Brief: Reproduce precisely the lines of the material below from the line containing "For each instance of the rodent's back" up to and including its last line. Pictures must not be copied.

━━ Records for this exercise

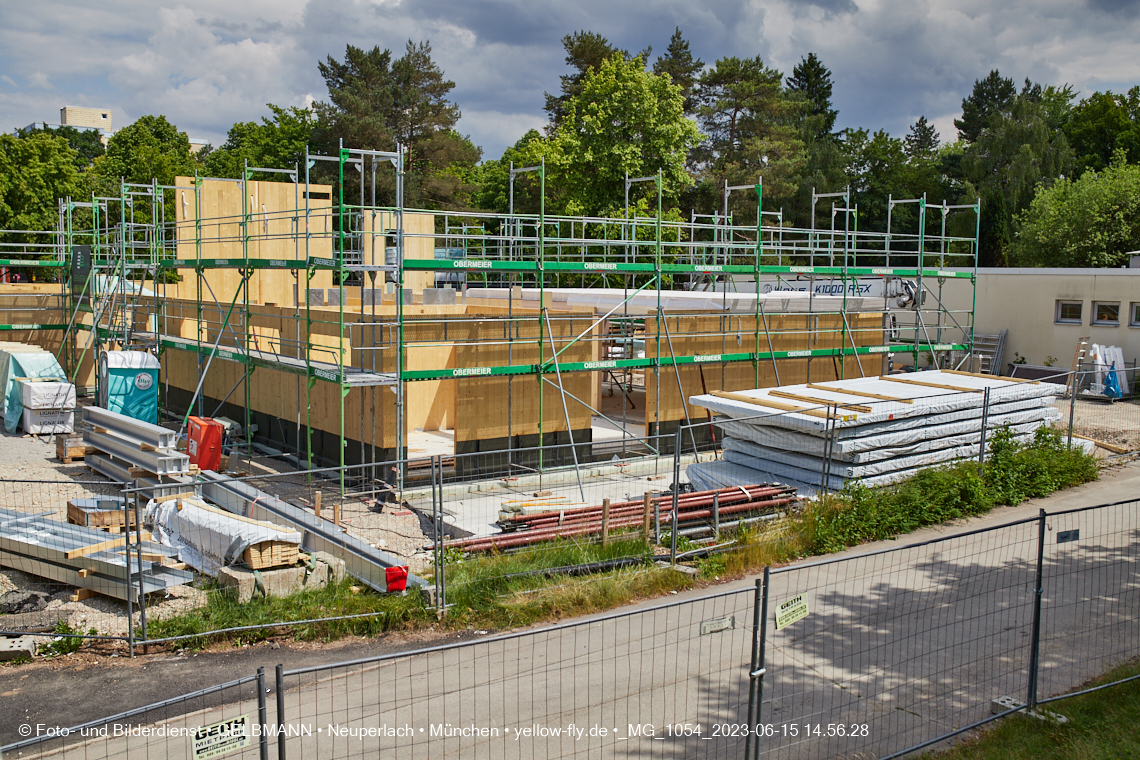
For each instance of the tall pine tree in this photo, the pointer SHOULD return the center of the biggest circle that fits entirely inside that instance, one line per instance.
(681, 66)
(811, 81)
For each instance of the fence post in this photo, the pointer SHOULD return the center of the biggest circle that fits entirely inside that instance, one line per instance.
(756, 672)
(127, 577)
(605, 522)
(1075, 385)
(1035, 638)
(279, 697)
(676, 497)
(263, 741)
(985, 415)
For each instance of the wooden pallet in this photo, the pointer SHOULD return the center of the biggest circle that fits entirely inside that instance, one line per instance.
(107, 520)
(71, 448)
(271, 554)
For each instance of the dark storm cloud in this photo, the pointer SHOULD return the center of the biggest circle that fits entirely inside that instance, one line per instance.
(209, 63)
(1129, 8)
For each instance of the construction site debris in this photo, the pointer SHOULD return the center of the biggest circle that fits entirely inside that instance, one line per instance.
(363, 562)
(15, 603)
(81, 556)
(701, 507)
(14, 648)
(209, 538)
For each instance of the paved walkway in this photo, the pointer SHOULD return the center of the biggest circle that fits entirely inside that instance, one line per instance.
(908, 644)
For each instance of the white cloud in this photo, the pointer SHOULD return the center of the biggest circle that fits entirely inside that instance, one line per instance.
(209, 63)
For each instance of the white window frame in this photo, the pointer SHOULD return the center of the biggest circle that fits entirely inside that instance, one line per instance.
(1057, 312)
(1102, 323)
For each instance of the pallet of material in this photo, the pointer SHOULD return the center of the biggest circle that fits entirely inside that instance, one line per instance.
(271, 554)
(102, 514)
(70, 448)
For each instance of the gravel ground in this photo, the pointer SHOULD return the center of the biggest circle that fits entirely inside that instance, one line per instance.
(1117, 423)
(35, 482)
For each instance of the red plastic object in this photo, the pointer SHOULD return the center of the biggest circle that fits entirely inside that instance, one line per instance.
(204, 442)
(397, 578)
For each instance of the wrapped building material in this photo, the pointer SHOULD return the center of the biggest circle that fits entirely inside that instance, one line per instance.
(209, 538)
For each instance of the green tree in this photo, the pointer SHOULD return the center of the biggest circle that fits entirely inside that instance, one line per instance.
(87, 142)
(375, 103)
(494, 178)
(623, 120)
(811, 81)
(992, 95)
(276, 142)
(681, 66)
(922, 140)
(152, 148)
(1092, 221)
(1017, 153)
(748, 120)
(585, 54)
(1101, 124)
(34, 172)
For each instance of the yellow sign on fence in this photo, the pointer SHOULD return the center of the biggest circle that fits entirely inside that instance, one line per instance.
(790, 611)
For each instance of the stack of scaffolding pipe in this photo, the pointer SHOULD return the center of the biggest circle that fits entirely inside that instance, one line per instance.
(877, 430)
(588, 521)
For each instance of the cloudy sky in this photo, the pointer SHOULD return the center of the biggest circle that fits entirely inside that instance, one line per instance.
(209, 63)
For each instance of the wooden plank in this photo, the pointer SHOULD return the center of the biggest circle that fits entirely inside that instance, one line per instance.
(896, 378)
(816, 386)
(979, 375)
(809, 399)
(95, 547)
(765, 402)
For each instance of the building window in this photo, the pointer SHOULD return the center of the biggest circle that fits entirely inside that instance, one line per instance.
(1107, 313)
(1068, 312)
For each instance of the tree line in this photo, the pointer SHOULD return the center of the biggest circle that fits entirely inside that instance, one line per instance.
(1055, 173)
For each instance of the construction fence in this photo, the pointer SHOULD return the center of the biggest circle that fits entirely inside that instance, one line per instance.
(871, 654)
(611, 511)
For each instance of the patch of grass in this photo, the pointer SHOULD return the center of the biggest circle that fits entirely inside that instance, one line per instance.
(67, 644)
(510, 589)
(1011, 474)
(1102, 726)
(222, 611)
(507, 590)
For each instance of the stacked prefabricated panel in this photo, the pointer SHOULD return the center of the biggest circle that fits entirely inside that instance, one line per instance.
(878, 430)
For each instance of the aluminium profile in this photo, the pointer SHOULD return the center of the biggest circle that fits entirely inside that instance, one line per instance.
(153, 434)
(160, 463)
(361, 561)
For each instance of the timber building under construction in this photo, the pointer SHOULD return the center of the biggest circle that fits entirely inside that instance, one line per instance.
(339, 332)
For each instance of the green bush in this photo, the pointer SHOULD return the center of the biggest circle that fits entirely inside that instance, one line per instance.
(1012, 473)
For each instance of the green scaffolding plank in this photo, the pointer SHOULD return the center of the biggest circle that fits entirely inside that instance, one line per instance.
(21, 327)
(31, 262)
(242, 263)
(698, 359)
(472, 264)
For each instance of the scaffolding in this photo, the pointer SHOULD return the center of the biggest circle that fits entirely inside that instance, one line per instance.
(132, 256)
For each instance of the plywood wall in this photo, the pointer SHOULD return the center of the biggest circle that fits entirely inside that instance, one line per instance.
(277, 229)
(498, 407)
(418, 243)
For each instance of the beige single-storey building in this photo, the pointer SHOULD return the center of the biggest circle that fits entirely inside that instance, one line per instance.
(1048, 311)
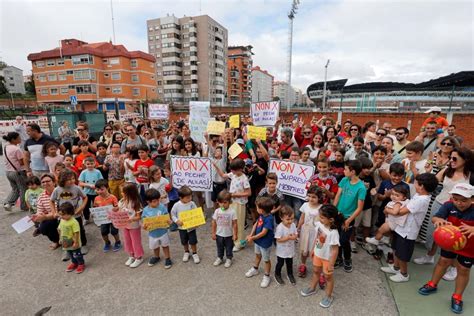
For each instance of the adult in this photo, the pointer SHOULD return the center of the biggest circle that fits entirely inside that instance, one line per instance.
(66, 134)
(83, 134)
(15, 171)
(35, 163)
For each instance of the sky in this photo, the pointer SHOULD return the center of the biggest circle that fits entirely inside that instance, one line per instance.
(376, 40)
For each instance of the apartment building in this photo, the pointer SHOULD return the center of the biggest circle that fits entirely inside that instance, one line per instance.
(191, 58)
(98, 74)
(262, 85)
(239, 67)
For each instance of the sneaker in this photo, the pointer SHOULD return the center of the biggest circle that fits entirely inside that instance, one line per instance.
(456, 305)
(251, 272)
(302, 271)
(427, 289)
(291, 278)
(71, 267)
(307, 292)
(279, 280)
(80, 268)
(153, 260)
(136, 263)
(424, 260)
(265, 281)
(218, 262)
(129, 261)
(326, 302)
(450, 274)
(398, 278)
(186, 256)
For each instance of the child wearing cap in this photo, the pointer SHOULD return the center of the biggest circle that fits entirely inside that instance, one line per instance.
(458, 212)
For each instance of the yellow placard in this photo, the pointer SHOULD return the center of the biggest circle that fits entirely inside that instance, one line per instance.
(254, 132)
(215, 127)
(234, 150)
(156, 222)
(192, 218)
(234, 121)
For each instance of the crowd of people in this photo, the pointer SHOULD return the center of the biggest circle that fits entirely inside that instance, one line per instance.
(371, 187)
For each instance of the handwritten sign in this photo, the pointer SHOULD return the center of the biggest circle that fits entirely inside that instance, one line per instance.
(100, 214)
(234, 121)
(195, 172)
(156, 222)
(192, 218)
(234, 150)
(254, 132)
(119, 219)
(292, 177)
(215, 127)
(265, 113)
(158, 111)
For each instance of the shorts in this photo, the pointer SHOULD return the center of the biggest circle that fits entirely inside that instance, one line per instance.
(464, 261)
(319, 262)
(402, 247)
(188, 237)
(364, 218)
(156, 242)
(264, 252)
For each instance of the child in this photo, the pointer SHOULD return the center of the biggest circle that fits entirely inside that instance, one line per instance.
(349, 201)
(309, 216)
(104, 198)
(70, 237)
(224, 229)
(403, 238)
(187, 237)
(262, 233)
(285, 235)
(158, 237)
(399, 199)
(459, 212)
(325, 251)
(132, 236)
(240, 191)
(87, 180)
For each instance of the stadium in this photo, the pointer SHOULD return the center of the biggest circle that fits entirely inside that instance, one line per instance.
(453, 92)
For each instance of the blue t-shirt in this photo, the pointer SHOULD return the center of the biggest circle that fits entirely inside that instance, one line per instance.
(351, 194)
(265, 222)
(90, 177)
(156, 211)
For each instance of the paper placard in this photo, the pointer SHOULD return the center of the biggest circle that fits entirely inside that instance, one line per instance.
(156, 222)
(101, 214)
(192, 218)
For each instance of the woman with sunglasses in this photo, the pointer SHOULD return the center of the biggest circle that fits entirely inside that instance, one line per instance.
(459, 169)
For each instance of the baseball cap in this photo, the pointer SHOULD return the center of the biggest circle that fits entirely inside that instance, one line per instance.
(463, 189)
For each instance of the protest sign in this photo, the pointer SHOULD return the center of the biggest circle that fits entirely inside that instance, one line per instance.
(155, 222)
(265, 113)
(119, 219)
(215, 127)
(195, 172)
(192, 218)
(293, 177)
(198, 118)
(234, 150)
(158, 111)
(100, 214)
(255, 132)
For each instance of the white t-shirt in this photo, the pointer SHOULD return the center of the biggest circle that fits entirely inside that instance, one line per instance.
(285, 249)
(325, 238)
(224, 221)
(417, 206)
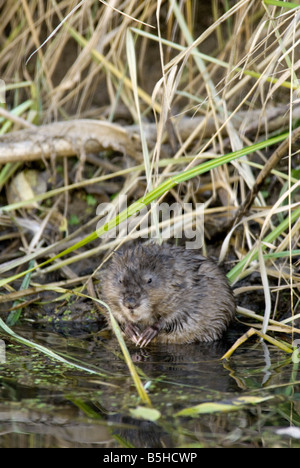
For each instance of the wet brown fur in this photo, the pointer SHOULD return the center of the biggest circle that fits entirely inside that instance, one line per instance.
(167, 294)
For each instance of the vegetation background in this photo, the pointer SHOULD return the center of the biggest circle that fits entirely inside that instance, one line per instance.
(194, 102)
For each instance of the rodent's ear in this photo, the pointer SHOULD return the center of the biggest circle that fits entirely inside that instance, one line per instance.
(117, 252)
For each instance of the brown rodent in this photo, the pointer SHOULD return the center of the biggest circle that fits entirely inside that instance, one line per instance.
(167, 294)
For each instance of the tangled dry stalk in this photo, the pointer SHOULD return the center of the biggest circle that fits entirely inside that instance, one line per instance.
(171, 89)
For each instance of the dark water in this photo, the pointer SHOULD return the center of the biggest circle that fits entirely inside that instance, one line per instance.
(46, 403)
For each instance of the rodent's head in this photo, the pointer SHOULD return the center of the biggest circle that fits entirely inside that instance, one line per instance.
(133, 283)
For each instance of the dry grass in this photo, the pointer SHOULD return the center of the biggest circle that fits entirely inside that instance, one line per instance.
(182, 88)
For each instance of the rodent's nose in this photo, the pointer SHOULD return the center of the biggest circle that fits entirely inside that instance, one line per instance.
(130, 302)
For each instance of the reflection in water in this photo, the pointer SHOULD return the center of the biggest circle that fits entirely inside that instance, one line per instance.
(44, 403)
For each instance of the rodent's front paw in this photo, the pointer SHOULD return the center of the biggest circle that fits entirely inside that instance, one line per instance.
(133, 332)
(147, 336)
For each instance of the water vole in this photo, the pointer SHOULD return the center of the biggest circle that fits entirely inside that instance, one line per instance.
(167, 294)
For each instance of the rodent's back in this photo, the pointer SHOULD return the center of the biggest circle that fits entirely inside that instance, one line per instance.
(182, 293)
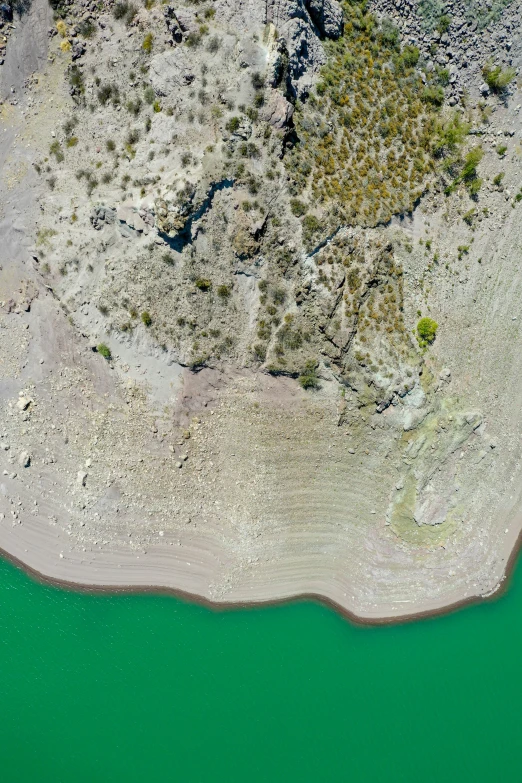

━━━━

Answer to this problem:
For each instance of the rodent's back in this photo, the pointer SHOULD return the center of the biggest circle that fits entirely inside that instance, one line per instance.
(182, 293)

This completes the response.